## BEGIN RECORDS TO PROCESS

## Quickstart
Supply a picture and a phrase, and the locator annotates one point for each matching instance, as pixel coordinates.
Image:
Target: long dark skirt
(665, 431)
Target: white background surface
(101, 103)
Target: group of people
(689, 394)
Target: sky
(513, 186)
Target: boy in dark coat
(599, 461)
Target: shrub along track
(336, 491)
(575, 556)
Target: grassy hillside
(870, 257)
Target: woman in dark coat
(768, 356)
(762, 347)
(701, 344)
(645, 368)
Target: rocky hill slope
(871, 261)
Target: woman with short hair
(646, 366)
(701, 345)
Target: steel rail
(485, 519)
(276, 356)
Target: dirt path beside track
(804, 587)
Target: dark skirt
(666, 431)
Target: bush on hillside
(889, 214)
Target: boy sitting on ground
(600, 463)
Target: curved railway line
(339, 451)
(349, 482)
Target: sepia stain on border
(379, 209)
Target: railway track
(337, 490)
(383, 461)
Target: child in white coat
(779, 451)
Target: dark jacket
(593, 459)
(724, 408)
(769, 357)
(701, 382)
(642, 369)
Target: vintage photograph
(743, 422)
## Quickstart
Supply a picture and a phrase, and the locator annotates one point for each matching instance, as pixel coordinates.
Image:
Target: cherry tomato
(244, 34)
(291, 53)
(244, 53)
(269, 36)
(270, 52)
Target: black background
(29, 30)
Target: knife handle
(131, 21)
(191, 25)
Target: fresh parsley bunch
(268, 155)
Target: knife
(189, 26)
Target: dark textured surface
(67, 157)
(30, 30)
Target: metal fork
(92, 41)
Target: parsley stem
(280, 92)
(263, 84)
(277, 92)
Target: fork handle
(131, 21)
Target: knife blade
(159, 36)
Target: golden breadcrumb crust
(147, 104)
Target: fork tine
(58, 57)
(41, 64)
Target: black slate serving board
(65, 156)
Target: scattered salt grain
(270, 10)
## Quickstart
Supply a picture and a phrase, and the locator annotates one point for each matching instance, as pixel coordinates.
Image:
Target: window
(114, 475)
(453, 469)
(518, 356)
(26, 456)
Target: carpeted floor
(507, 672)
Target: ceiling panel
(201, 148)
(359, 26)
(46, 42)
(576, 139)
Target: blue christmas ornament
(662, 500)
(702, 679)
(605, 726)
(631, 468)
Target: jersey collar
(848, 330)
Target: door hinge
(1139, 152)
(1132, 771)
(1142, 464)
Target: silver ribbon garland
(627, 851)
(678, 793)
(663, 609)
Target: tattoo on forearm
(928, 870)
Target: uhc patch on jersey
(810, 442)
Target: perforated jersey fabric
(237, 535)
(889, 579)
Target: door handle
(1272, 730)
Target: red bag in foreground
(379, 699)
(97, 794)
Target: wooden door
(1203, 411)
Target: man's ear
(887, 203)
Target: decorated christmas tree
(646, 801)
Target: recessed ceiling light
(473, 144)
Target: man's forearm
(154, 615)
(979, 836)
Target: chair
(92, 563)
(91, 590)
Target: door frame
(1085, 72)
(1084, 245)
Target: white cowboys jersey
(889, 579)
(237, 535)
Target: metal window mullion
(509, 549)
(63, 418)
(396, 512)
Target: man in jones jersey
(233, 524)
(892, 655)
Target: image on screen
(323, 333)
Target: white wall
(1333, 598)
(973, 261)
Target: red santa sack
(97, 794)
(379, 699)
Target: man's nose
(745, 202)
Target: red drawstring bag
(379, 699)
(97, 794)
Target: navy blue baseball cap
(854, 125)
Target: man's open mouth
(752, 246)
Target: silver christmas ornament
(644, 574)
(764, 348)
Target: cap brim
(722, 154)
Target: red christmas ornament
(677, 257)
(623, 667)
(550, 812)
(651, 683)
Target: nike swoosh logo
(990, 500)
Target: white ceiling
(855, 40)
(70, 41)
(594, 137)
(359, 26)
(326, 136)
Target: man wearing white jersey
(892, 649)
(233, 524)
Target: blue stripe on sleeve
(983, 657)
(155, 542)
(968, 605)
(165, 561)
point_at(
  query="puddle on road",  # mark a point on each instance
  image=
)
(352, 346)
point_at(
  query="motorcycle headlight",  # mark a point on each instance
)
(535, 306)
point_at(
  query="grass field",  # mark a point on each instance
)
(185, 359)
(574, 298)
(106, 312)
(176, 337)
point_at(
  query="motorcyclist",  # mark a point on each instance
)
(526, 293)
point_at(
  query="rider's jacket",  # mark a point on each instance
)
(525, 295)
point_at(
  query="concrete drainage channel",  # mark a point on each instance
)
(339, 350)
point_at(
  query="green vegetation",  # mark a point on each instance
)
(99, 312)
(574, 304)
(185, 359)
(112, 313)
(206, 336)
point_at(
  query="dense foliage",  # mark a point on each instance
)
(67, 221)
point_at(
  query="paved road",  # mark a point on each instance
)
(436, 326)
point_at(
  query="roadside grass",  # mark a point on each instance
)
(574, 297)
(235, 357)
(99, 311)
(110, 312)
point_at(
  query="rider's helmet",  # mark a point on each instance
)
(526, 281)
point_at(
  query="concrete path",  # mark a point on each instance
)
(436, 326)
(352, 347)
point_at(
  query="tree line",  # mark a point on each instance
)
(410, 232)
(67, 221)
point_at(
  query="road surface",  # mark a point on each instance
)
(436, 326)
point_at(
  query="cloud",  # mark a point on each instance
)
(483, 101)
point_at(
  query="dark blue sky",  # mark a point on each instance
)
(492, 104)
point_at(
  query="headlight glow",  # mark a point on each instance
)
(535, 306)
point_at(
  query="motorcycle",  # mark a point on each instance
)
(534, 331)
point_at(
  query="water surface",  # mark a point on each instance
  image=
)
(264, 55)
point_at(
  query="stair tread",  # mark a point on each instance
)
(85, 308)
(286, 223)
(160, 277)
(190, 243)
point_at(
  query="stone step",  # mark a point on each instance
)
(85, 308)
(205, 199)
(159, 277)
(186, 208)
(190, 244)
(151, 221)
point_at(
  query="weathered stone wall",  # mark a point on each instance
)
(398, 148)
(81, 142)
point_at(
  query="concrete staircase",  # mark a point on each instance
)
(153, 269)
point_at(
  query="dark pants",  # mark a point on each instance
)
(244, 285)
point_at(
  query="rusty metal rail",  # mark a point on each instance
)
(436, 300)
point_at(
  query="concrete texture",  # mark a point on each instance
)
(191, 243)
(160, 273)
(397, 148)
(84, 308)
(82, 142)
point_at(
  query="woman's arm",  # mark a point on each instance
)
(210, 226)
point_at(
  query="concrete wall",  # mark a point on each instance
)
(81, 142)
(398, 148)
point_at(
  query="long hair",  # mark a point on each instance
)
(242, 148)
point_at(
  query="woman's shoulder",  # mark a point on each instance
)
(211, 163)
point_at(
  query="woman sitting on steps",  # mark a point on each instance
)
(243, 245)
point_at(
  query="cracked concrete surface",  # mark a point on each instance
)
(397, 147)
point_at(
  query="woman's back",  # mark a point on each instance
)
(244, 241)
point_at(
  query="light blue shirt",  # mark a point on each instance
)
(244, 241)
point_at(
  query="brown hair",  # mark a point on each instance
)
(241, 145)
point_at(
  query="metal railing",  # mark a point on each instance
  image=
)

## END RECORDS TO PROCESS

## PROBLEM STATEMENT:
Return the material in full, exactly as shown.

## SOLUTION TO THIS TASK:
## Quickstart
Supply a picture and a phrase, and the locator annotates one point for each matching instance, as pixel coordinates.
Image:
Target: long dark skirt
(665, 431)
Target: white background surface
(101, 103)
Target: group of people
(689, 394)
Target: sky
(513, 186)
Target: boy in dark coat
(599, 461)
Target: shrub along track
(336, 491)
(575, 556)
Target: grassy hillside
(870, 257)
Target: woman in dark coat
(768, 356)
(762, 347)
(701, 344)
(645, 368)
Target: rocky hill slope
(871, 261)
Target: woman with short hair
(646, 366)
(701, 345)
Target: steel rail
(485, 519)
(276, 356)
Target: dirt path beside track
(804, 587)
Target: dark skirt
(666, 431)
Target: bush on hillside
(889, 214)
Target: boy sitting on ground
(600, 463)
Target: curved railway line
(339, 451)
(349, 482)
Target: sepia stain on border
(379, 209)
Target: railway track
(337, 490)
(383, 461)
Target: child in white coat
(779, 451)
Target: dark jacket
(593, 459)
(724, 408)
(769, 357)
(701, 382)
(642, 369)
Target: vintage photograph
(743, 422)
## Quickstart
Supply a picture and a phrase, and the locator annotates one point for each matching instance, as pixel coordinates.
Image:
Target: cherry tomato
(244, 34)
(291, 53)
(244, 53)
(269, 36)
(270, 52)
Target: black background
(29, 30)
Target: knife handle
(131, 21)
(191, 25)
Target: fresh parsley bunch
(268, 155)
Target: knife
(189, 26)
Target: dark textured surface
(67, 157)
(30, 30)
Target: metal fork
(92, 41)
Target: parsley stem
(280, 92)
(263, 84)
(277, 92)
Target: fork handle
(131, 21)
Target: knife blade
(159, 36)
Target: golden breadcrumb crust
(147, 104)
Target: fork tine
(58, 57)
(41, 64)
Target: black slate serving board
(65, 156)
Target: scattered salt grain
(270, 10)
## Quickstart
Supply a picture and a phrase, and the locator annotates one point for each matching instance, as pixel coordinates.
Image:
Target: window
(114, 475)
(453, 469)
(518, 356)
(26, 456)
Target: carpeted floor
(507, 672)
Target: ceiling panel
(201, 148)
(359, 26)
(46, 42)
(576, 139)
Target: blue christmas ornament
(662, 500)
(702, 679)
(605, 726)
(631, 468)
Target: jersey collar
(848, 330)
Target: door hinge
(1139, 152)
(1132, 771)
(1142, 464)
Target: silver ribbon garland
(627, 851)
(678, 793)
(663, 609)
Target: tattoo on forearm
(928, 870)
Target: uhc patch on jersey
(810, 442)
Target: perforated jersey fabric
(237, 535)
(889, 579)
Target: door handle
(1272, 730)
Target: red bag in foreground
(379, 699)
(97, 794)
Target: wooden door
(1203, 411)
Target: man's ear
(887, 203)
Target: decorated christmas tree
(646, 801)
Target: recessed ceiling light
(473, 144)
Target: man's forearm
(154, 615)
(979, 836)
Target: chair
(92, 563)
(91, 590)
Target: door frame
(1085, 72)
(1084, 245)
Target: white cowboys jersey
(889, 579)
(237, 535)
Target: metal window mullion
(509, 549)
(63, 418)
(396, 512)
Target: man in jones jersey
(233, 524)
(892, 655)
Target: image on screen
(323, 333)
Target: white wall
(1333, 598)
(973, 261)
Target: red santa sack
(97, 794)
(379, 699)
Target: man's nose
(745, 202)
Target: red drawstring bag
(379, 699)
(97, 794)
Target: navy blue baseball cap
(854, 125)
Target: man's open mouth
(752, 246)
Target: silver christmas ornament
(644, 574)
(764, 348)
Target: cap brim
(722, 154)
Target: red christmas ornament
(677, 257)
(623, 667)
(550, 812)
(651, 683)
Target: nike swoosh logo
(990, 500)
Target: white ceiling
(855, 40)
(70, 41)
(594, 137)
(359, 26)
(326, 136)
Target: man wearing white jersey
(892, 649)
(233, 524)
Target: blue stripe on sleeve
(983, 657)
(155, 542)
(968, 605)
(165, 561)
point_at(
  query="puddle on road",  # mark a point on each instance
  image=
)
(352, 346)
point_at(
  query="motorcycle headlight",  # mark a point on each instance
)
(535, 306)
point_at(
  query="grass field",  # mark a point on each instance
)
(185, 359)
(574, 298)
(106, 312)
(176, 337)
point_at(
  query="motorcyclist",  # mark a point on each instance
)
(526, 293)
point_at(
  query="rider's jacket",  # mark a point on each instance
)
(525, 295)
point_at(
  query="concrete drainage channel",  # mark a point on each instance
)
(339, 350)
point_at(
  query="green vegetation",  # mark a point on each instance
)
(99, 312)
(574, 304)
(185, 359)
(112, 313)
(206, 336)
point_at(
  query="dense foliage",  # mark a point on each instance
)
(67, 221)
point_at(
  query="paved road",  # mark a point on each instance
)
(436, 326)
point_at(
  query="roadside grass",  # mark a point on each instance
)
(574, 297)
(235, 357)
(99, 311)
(110, 312)
point_at(
  query="rider's helmet",  # mark a point on each instance
)
(526, 281)
point_at(
  query="concrete path",  # mark a point on each instance
)
(436, 326)
(352, 347)
point_at(
  query="tree line",  # mark a point on each instance
)
(410, 232)
(67, 221)
point_at(
  query="road surface",  # mark a point on each instance
)
(436, 326)
point_at(
  query="cloud",  # mark a point on each instance
)
(483, 101)
point_at(
  query="dark blue sky",  # mark a point on each instance
)
(492, 104)
point_at(
  query="headlight glow",  # mark a point on each instance
)
(535, 306)
point_at(
  query="motorcycle",  # mark a point on each instance
)
(534, 331)
point_at(
  query="water surface",  # mark a point on each instance
  image=
)
(264, 55)
point_at(
  query="stair tread",  # mark a point on each instance
)
(85, 308)
(286, 223)
(160, 277)
(190, 243)
point_at(
  query="stone step",  # mark a point on each instance
)
(85, 308)
(205, 199)
(159, 277)
(186, 208)
(190, 244)
(151, 221)
point_at(
  query="weathered stone wall",  # mark a point on each instance
)
(398, 148)
(81, 142)
point_at(
  query="concrete staircase",  # mark a point on each instance
)
(153, 269)
point_at(
  query="dark pants",  # mark a point on each instance
)
(244, 285)
point_at(
  query="rusty metal rail",  # mark a point on each instance
)
(436, 300)
point_at(
  query="concrete texture",  # mark a point on each instance
)
(191, 243)
(160, 273)
(397, 148)
(84, 308)
(82, 142)
point_at(
  query="woman's arm",  # mark a point on each instance
)
(210, 226)
point_at(
  query="concrete wall",  # mark a point on each instance
)
(81, 142)
(398, 148)
point_at(
  query="long hair",  # mark a point on each instance
)
(242, 148)
point_at(
  query="woman's shoulder",  # mark a point on each instance
)
(211, 163)
point_at(
  query="woman sitting on steps",  # mark a point on each instance
)
(243, 245)
point_at(
  query="cracked concrete surface",  # mark a point on each instance
)
(397, 147)
point_at(
  query="woman's back",  # mark a point on each instance
)
(244, 241)
point_at(
  query="light blue shirt",  # mark a point on each instance
)
(244, 241)
point_at(
  query="brown hair",  # mark a point on each instance
)
(241, 145)
point_at(
  query="metal railing",  # mark a point on each instance
  image=
)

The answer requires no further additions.